▸ Selected extract:

-=-=-

Abstract
With the growing amount of textual information in recent years, it has become quite challenging to keep up with content produced by humans. Many models have been proposed that can perform reading comprehension on a variety of texts; however, past models either excel at information retrieval on complex texts or inference on simple texts. In this paper, we propose a model called ALICE that can perform information retrieval as well as inference tasks on any text. It is scalable to any document size and can be used to aid professionals in quickly finding answers to their problems using natural language queries. We will explore how ALICE achieves this and test it on some common datasets.
Access provided by CONRICYT-eBooks. Download conference paper PDF
Similar content being viewed by others
Keywords
1 Introduction
In recent years, many models have been developed that can perform reading comprehension. Most recent models utilize deep learning techniques augmented with attention and memory mechanisms [1, 2] to decode answers from the encoded questions and documents [1, 3]. Many models either use information retrieval or inference techniques to find answers. However, current state-of-the-art models still face a decline in accuracy when processing larger and more complex text documents [3,4,5,6]. In this paper, we introduce a new approach towards text comprehension by utilizing predictive word embeddings, matched attention and external memory. Our proposed model can handle any document size due to its expandable architecture. Additionally, we predict the semantic relationship of out-of-vocabulary (OOV) and rare words, thereby, allowing us to generate significantly more accurate vector based word embeddings. End to end training is also possible with this model because the entire model is differentiable. The general architecture of this model can be expanded to applications beyond reading comprehension, such as, sentiment classification, image captioning and machine translation.
2 Related Work
Most natural language processing models use recurrent neural networks (RNNs) for encoding and decoding operations as they can handle sequential data very easily. More recently, LSTM and GRU [7] model variations have been adopted because they can encode larger contexts [6, 7]. The recent addition of attention mechanisms over gated RNNs has also enabled a plethora of applications including, but not limited to, sentiment analysis, neural machine translation [1, 3], image caption generation [8] and question answering [2]. Furthermore, external memory manipulation also involves attention as seen in [4]. In this paper, we use a similar approach to understand the context of a document. However, unlike previous approaches [6, 9], our model combines the benefits of inference capability in augmented memory models with the scalability of sequential gated attention based models. This allows our model to perform a variety of tasks that were previously limited to only certain types of models. In recent years vector embedding models such as Word2Vec [10] and GloVe [11] have become a common method for encoding words because they can capture some of the semantic relationships between words. However, a major drawback of these models is that they can’t generate representations of words or phrases that were not part of their training set. So, rare or out-of-vocabulary (OOV) words either have poor representations or don’t have any representation at all. This results in diminished accuracy because the attention based models can’t effectively determine how the poorly represented word relates to the context. Methods to mitigate this issue have been described in [12]. In this paper we propose a new method for embedding words that takes care of the underlying issues with vector based word embedding models, thereby significantly boosting their accuracy. To test our model we use common datasets like Facebook’s bAbI dataset [13]; Stanford’s SQuAD dataset [14] and Microsoft’s MS MARCO dataset [15]. The bAbI dataset tests inference tasks over simple sentences, whereas, The SQuAD and MS MARCO datasets test more complex inference and information retrieval aspects of reading comprehension.

-=-=-

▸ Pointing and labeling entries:
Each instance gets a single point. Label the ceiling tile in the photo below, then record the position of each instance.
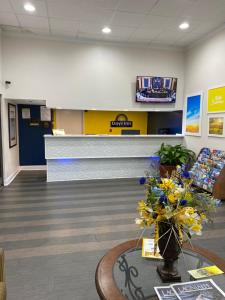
(140, 6)
(8, 19)
(127, 19)
(88, 36)
(118, 31)
(169, 36)
(39, 5)
(95, 4)
(69, 9)
(89, 27)
(144, 35)
(96, 15)
(170, 8)
(62, 26)
(206, 10)
(5, 6)
(33, 22)
(64, 9)
(42, 31)
(187, 40)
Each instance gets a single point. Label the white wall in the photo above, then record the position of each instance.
(1, 85)
(205, 68)
(84, 75)
(69, 120)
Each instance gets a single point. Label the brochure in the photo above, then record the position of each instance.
(148, 249)
(205, 272)
(198, 290)
(165, 293)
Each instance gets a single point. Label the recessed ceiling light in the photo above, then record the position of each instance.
(29, 7)
(184, 26)
(106, 30)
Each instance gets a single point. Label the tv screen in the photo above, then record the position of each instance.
(152, 89)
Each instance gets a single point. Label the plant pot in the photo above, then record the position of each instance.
(169, 249)
(166, 170)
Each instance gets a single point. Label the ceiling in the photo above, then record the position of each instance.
(150, 22)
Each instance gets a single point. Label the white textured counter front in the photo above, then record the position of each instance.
(93, 157)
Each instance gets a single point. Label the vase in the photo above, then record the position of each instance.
(169, 249)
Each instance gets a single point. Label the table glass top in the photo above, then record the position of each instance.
(136, 276)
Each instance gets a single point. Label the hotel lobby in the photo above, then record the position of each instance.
(111, 121)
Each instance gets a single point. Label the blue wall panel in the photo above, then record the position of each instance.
(31, 140)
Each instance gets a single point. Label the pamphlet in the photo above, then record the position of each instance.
(148, 249)
(198, 290)
(193, 290)
(165, 293)
(205, 272)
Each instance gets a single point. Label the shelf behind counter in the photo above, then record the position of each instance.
(84, 157)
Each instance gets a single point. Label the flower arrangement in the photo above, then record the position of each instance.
(176, 203)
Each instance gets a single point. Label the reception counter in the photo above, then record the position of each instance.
(83, 157)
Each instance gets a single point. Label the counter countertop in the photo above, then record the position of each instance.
(115, 136)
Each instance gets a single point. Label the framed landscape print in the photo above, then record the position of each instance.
(216, 99)
(216, 126)
(12, 125)
(193, 114)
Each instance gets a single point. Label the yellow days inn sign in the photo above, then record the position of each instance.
(216, 100)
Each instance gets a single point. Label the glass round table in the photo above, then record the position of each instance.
(124, 274)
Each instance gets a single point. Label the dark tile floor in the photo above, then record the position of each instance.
(54, 234)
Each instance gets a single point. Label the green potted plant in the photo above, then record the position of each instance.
(171, 156)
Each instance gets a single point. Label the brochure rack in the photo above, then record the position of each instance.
(208, 172)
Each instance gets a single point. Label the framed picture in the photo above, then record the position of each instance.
(12, 125)
(193, 114)
(216, 99)
(216, 126)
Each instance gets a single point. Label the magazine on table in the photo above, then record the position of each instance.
(148, 249)
(205, 272)
(192, 290)
(165, 293)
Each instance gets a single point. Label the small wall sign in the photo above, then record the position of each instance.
(121, 121)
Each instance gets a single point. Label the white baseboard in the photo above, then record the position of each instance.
(33, 168)
(10, 178)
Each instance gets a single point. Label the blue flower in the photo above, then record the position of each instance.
(142, 180)
(163, 199)
(218, 203)
(186, 174)
(183, 202)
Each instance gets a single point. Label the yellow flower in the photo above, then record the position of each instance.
(172, 198)
(187, 196)
(196, 227)
(202, 216)
(142, 206)
(189, 210)
(167, 184)
(189, 221)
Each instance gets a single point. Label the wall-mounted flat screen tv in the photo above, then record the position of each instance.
(153, 89)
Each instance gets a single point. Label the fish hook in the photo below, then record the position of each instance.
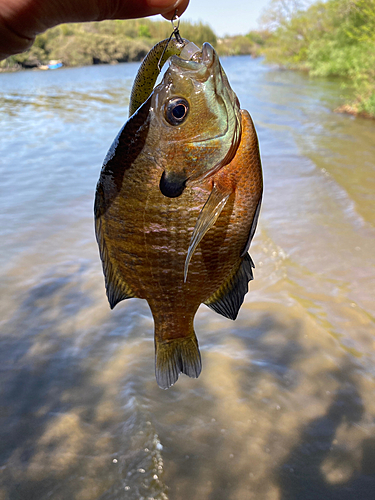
(175, 32)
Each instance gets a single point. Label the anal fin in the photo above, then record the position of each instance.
(176, 356)
(228, 299)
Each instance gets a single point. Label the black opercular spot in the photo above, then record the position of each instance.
(173, 186)
(176, 111)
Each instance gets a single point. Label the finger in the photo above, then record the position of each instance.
(141, 8)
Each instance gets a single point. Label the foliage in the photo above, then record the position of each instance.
(251, 43)
(333, 38)
(103, 42)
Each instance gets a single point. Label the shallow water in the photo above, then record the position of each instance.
(285, 406)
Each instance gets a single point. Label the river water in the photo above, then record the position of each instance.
(285, 406)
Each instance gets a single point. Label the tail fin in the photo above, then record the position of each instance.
(176, 356)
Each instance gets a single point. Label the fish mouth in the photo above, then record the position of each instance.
(172, 185)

-=-=-

▸ Task instructions:
Resume the paper on the ALICE reading comprehension model, picking up right after its final sentence. The records have no connection to the paper on the ALICE reading comprehension model.

▸ Exercise answer:
3 Model and Methods
In this section we provide a brief overview of the proposed model. Subsequently, we describe each component of the model in detail and give the intuition for its creation. We begin the task of reading comprehension by sequentially encoding the question and document using two bidirectional GRUs [7, 16]. A paired matching matrix then associates each word in the question with words in the given document [17]. The relevance of each sentence is determined using a soft attention mechanism on the matching matrix. Subsequently, a temporal controller writes the weighted encoding of the word into memory using a method similar to the one described in [18]. The encoded question and the word pair matching matrix is then passed as input to the read controller which selects the weighted encodings of the words (memory vector) that are relevant to the question. Each selection is fed back to the read controller along with the question to find more evidence for supporting an answer (Fig. 1).
The weighted results are given to a bidirectional GRU which decodes the answer [1].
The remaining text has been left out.